▸ **What to produce**: Wherever a line of the data contains "outline", copy that line.

▸ **Supplied data**:
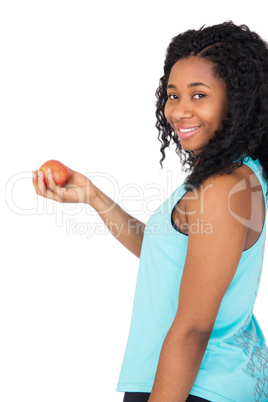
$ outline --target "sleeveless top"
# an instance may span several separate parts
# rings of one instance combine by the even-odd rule
[[[258,159],[246,157],[243,163],[261,184],[265,220],[257,242],[242,253],[190,392],[213,402],[268,401],[268,348],[253,314],[264,257],[267,179]],[[152,390],[161,347],[178,307],[188,236],[174,229],[171,213],[186,192],[183,183],[145,225],[119,392]]]

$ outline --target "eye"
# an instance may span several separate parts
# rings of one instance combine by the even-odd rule
[[[170,99],[170,100],[178,99],[177,95],[174,95],[174,94],[170,94],[170,95],[168,95],[167,97],[168,97],[168,99]]]
[[[202,99],[202,98],[204,98],[206,95],[205,94],[195,94],[193,97],[195,98],[195,99]]]

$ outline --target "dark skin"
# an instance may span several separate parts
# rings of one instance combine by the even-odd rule
[[[204,85],[191,86],[192,83]],[[227,113],[225,83],[214,76],[209,63],[190,58],[173,66],[170,84],[165,115],[178,135],[180,128],[185,131],[187,127],[199,127],[194,135],[181,139],[183,148],[198,153]],[[163,343],[149,402],[185,402],[192,389],[242,252],[255,243],[261,232],[264,200],[261,191],[257,191],[262,208],[252,208],[252,195],[260,186],[252,188],[251,175],[251,169],[244,165],[231,175],[210,177],[199,190],[187,192],[174,210],[177,225],[185,223],[187,256],[177,314]],[[233,193],[239,186],[241,191]],[[252,216],[260,223],[257,231],[249,227]],[[192,230],[201,220],[210,224],[212,233]]]
[[[207,145],[228,111],[224,81],[215,77],[211,64],[197,59],[181,60],[173,66],[165,109],[174,130],[184,137],[180,139],[182,147],[194,153]],[[196,129],[194,134],[192,129]],[[185,138],[189,130],[191,136]],[[149,402],[185,402],[192,389],[242,252],[256,242],[262,229],[264,200],[260,185],[251,185],[251,175],[251,169],[244,165],[231,175],[210,177],[199,190],[188,191],[173,212],[176,224],[185,224],[187,256],[178,310],[163,343]],[[40,196],[58,202],[90,204],[116,238],[139,257],[145,225],[85,176],[72,170],[64,188],[50,177],[49,190],[43,173],[37,175],[35,171],[33,184]],[[232,194],[239,186],[241,191]],[[211,225],[212,233],[192,230],[200,220]],[[128,227],[130,221],[135,223],[132,230]],[[253,222],[259,225],[254,226]]]
[[[213,64],[199,57],[181,59],[170,71],[165,117],[185,150],[198,154],[214,136],[229,108],[226,85],[213,73]],[[181,138],[181,130],[198,127]],[[181,130],[180,130],[181,129]],[[191,134],[191,133],[187,133]]]

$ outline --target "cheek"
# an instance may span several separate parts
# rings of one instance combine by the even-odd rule
[[[222,120],[226,117],[226,110],[223,104],[211,105],[204,113],[205,121],[210,122],[213,130],[218,130]]]

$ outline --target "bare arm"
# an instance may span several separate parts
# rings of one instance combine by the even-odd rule
[[[202,211],[200,194],[188,202],[189,239],[178,310],[162,346],[149,402],[185,402],[195,382],[247,235],[248,228],[228,208],[228,195],[235,184],[230,176],[215,179]],[[250,193],[239,192],[232,198],[234,209],[248,216]],[[212,225],[212,233],[191,231],[201,219]]]
[[[111,200],[84,175],[71,170],[71,177],[65,187],[57,186],[53,177],[49,187],[44,182],[42,171],[33,172],[33,185],[38,195],[57,202],[87,203],[94,208],[111,233],[129,251],[140,256],[144,232],[144,223],[129,215]]]
[[[90,205],[98,212],[115,238],[134,255],[140,257],[144,223],[129,215],[97,187],[95,191],[96,197]]]

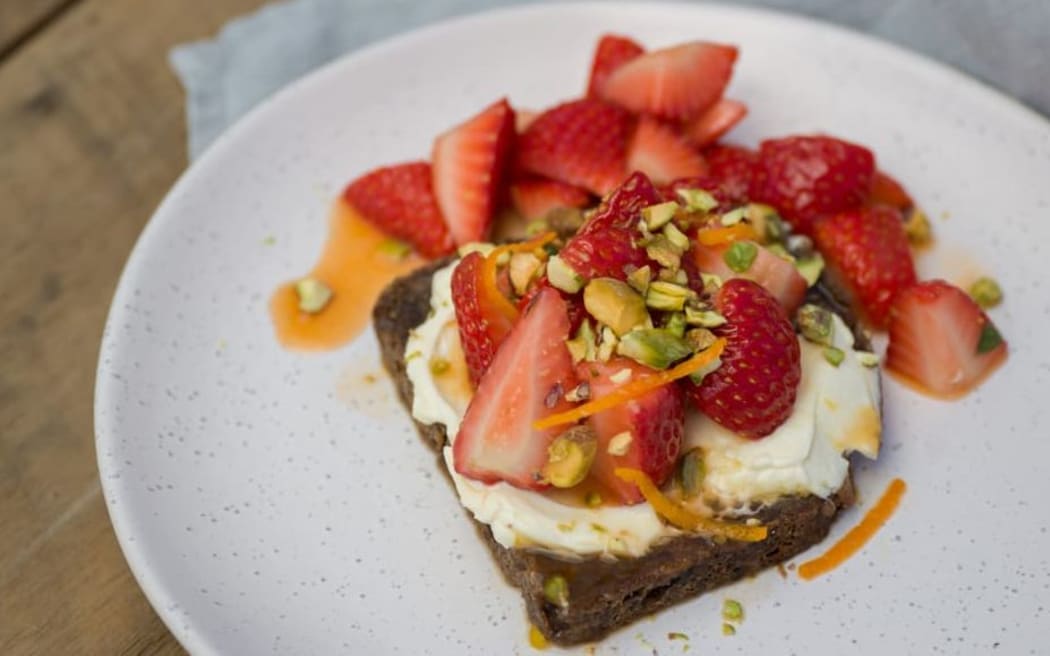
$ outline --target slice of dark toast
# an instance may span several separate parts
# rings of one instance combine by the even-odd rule
[[[412,383],[405,373],[405,343],[409,331],[423,323],[430,311],[434,272],[447,264],[447,260],[436,262],[395,280],[373,311],[383,363],[409,409]],[[823,305],[834,302],[830,296],[811,300]],[[416,426],[438,454],[438,467],[447,475],[440,455],[447,439],[444,427],[419,422]],[[785,497],[761,509],[756,517],[769,529],[762,542],[681,536],[637,558],[565,560],[540,551],[508,549],[496,542],[487,525],[471,520],[506,579],[521,589],[532,623],[552,642],[572,645],[598,640],[641,617],[792,558],[823,540],[835,516],[853,500],[853,481],[847,476],[828,499]],[[564,608],[544,598],[543,582],[555,574],[569,583],[569,603]]]

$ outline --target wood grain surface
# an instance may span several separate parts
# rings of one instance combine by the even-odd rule
[[[92,396],[109,301],[186,166],[177,43],[261,0],[0,0],[0,654],[181,653],[117,547]]]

▸ **Result**:
$ outline --target "sleeveless top"
$ outline --target "eye"
$ outline --target "dark skin"
$ outline --target "cheek"
$ outline --target "bare arm"
$ outline --target slice of dark toast
$ outline --target wood grain surface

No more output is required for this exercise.